» Selected extract
━━━━

Deep Learning has made tremendous progress over the last few years. Researchers have been designing neural net architectures manually and have been successful in several complex tasks such as speech recognition, emotion detection, image and video classification, object detection, machine translation, and much more. However, manually created models are somewhat time-consuming and always have a tendency of errors.
This shortfall has led the researchers to take the next step of automating machine learning technique in the form of Neural architecture search (NAS). This method has outperformed other manually created neural net models. NAS is a subfield of AutoML and has been used for automating the design of deep neural networks which can outperform human-made neural net models.
Recently, researchers from Texas A&M University and MIT-IBM Watson AI Lab developed an architecture known as AutoGAN by introducing the Neural Architecture Search algorithm to the GAN’s architecture. This model is said to outperform the existing state-of-the-art manually created General Adversarial Network (GAN) models. Human created GAN models are mostly unstable and prone to collapse, this is the reason why the researchers merged the architecture of NAS into the training process.

━━━━

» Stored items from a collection
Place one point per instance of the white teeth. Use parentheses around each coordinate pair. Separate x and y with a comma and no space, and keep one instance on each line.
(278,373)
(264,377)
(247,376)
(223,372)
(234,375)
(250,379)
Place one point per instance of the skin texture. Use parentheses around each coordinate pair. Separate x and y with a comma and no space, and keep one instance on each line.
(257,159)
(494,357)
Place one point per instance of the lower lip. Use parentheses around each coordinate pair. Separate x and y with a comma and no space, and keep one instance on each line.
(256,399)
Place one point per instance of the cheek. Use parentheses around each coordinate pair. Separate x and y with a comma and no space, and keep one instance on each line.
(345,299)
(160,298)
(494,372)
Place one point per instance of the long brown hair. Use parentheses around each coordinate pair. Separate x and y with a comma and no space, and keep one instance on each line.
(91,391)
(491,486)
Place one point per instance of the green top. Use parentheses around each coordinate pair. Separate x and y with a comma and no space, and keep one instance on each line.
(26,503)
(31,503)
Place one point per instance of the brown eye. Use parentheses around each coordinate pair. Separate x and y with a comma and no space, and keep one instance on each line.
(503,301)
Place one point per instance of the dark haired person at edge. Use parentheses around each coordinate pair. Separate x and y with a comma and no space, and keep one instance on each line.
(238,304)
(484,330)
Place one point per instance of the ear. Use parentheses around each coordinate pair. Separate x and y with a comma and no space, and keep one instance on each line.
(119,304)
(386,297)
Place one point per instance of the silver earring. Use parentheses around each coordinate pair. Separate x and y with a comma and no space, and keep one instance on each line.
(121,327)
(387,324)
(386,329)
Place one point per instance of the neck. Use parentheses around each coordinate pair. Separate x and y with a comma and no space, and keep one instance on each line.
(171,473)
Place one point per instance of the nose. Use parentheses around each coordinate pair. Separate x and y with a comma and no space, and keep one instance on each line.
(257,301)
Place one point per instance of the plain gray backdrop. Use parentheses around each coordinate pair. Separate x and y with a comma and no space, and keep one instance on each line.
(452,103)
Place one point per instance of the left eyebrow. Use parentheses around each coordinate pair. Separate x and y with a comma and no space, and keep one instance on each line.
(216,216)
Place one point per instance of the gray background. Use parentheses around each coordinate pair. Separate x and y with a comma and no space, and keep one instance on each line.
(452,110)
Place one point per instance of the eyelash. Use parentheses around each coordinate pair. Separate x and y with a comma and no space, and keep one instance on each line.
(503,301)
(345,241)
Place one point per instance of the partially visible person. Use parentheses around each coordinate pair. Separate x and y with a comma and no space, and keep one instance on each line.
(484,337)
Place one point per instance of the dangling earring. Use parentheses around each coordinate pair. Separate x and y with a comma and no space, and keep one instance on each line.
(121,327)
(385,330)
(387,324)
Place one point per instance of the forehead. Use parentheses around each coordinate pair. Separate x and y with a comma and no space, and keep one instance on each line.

━━━━

» Tasks and exercises
(a) Translate this sentence from the AutoGAN text into Spanish: "This method has outperformed other manually created neural net models."
(b) Transcribe the AutoGAN text from "Recently, researchers from" up to and including "the training process.".

» List of answers
(a) Este método ha superado a otros modelos de redes neuronales creados manualmente.

(b)
Recently, researchers from Texas A&M University and MIT-IBM Watson AI Lab developed an architecture known as AutoGAN by introducing the Neural Architecture Search algorithm to the GAN’s architecture. This model is said to outperform the existing state-of-the-art manually created General Adversarial Network (GAN) models. Human created GAN models are mostly unstable and prone to collapse, this is the reason why the researchers merged the architecture of NAS into the training process.